FRAGMENTO MOSTRADO:
A cada paso se apoya en un bastón. Su respiración es pesada. Le está costando trabajo. Aún así avanza.

Llegamos.

Habemos doce mil judíos en Birkenau. No alcanzamos a llenarlo ni poquito.

Otra vez judíos en Birkenau, pero hoy no hemos venido a morir.

Estamos aquí para vivir.

Vivir y reír.

Hay un escenario flanqueado de pantallas. En las pantallas aparecen viejas fotografías a blanco y negro de niños. Sus nombres suenan en las bocinas. Son una muestra del millón y medio de niños asesinados por los nazis.

El primer orador es un hombre que debe rondar los ochentas, tal vez los noventas.

Viene vestido a rayas, con el uniforme que llevaba cuando estuvo en éste campo. Detrás de él está parada una niña de no más de quince años. Ella lleva una replica del uniforme de él.

Nos cuenta.

LISTA DE TAREAS:
1. Reproduce sin cambios el fragmento del relato sobre la visita a Birkenau que empieza con las palabras que contienen "A cada paso" y termina con "aquí para vivir.".
2. Según el relato sobre la visita a Birkenau, ¿cuántos judíos hay en Birkenau ese día?
3. Prosigue el relato sobre la visita a Birkenau a partir de la última oración.

Entradas de datos guardadas
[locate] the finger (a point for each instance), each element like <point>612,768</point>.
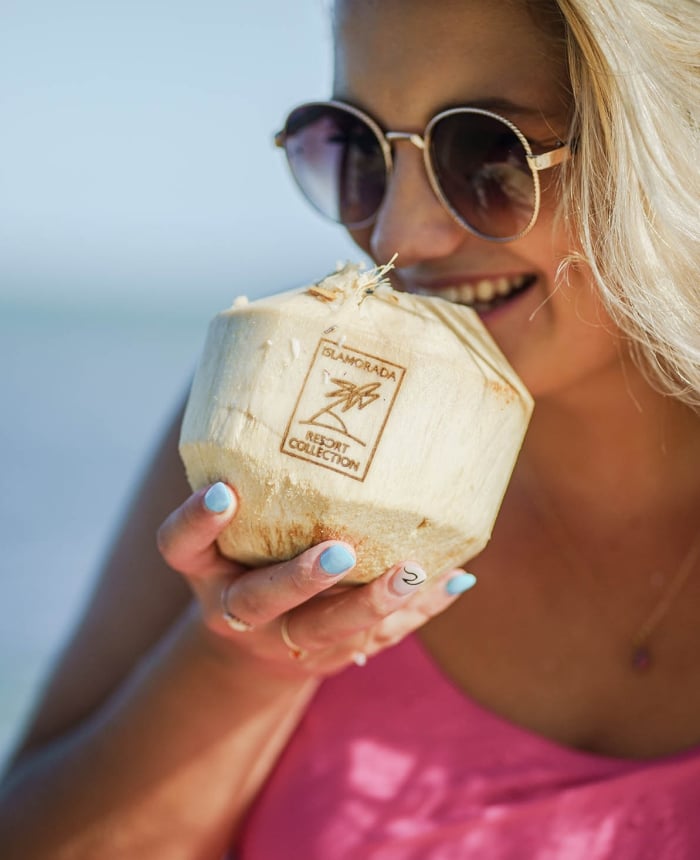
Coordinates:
<point>349,612</point>
<point>267,592</point>
<point>379,614</point>
<point>187,538</point>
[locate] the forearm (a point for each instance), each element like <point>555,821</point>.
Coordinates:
<point>165,769</point>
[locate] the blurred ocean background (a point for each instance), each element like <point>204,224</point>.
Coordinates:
<point>140,193</point>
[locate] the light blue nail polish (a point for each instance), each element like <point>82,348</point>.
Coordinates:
<point>336,559</point>
<point>218,498</point>
<point>460,583</point>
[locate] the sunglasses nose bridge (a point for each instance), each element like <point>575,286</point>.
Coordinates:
<point>415,139</point>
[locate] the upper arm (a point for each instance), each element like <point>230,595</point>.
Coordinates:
<point>136,599</point>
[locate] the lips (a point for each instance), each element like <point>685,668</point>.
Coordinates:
<point>482,295</point>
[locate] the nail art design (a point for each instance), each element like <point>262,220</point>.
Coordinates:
<point>410,577</point>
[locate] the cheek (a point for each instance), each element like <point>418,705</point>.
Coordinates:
<point>362,239</point>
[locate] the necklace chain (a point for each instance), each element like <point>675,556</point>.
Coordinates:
<point>641,655</point>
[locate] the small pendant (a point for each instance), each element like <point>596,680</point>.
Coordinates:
<point>641,658</point>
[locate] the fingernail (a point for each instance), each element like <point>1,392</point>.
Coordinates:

RESPUESTAS POR TAREA:
1.
A cada paso se apoya en un bastón. Su respiración es pesada. Le está costando trabajo. Aún así avanza.

Llegamos.

Habemos doce mil judíos en Birkenau. No alcanzamos a llenarlo ni poquito.

Otra vez judíos en Birkenau, pero hoy no hemos venido a morir.

Estamos aquí para vivir.

2. Doce mil.

3.
Nos cuenta de como el olor de la muerte lo acompaña todos los días, todo el día. Toma un látigo en sus manos y nos cuenta de como un día los guardias lo golpeaban con uno igual. Nos narra que ese día no se murió, pero no por falta de ganas. —Cuando estas muerto ya no duele —nos dice.

Lo siguen el Presidente de Israel, después el de Polonia. Lo siguen. Ellos hablan después de él. Él abre el kavod.

Vienen otros oradores después de él.

Canciones también.

Y después nos levantamos todos y decimos kadish. En ese lugar de muerte, los vivos celebramos la vida honrando a los muertos.

Al despedirnos cantamos el Hatikva. Doce mil judíos, en Birkenau, cantando el Hatikva.

Los ojos se me llenan de lágrimas. La piel se me enchina. Canto a todo pulmón.

Lihyot am jofshi be’hartzeinu. Heretz tzion Yerushalaim.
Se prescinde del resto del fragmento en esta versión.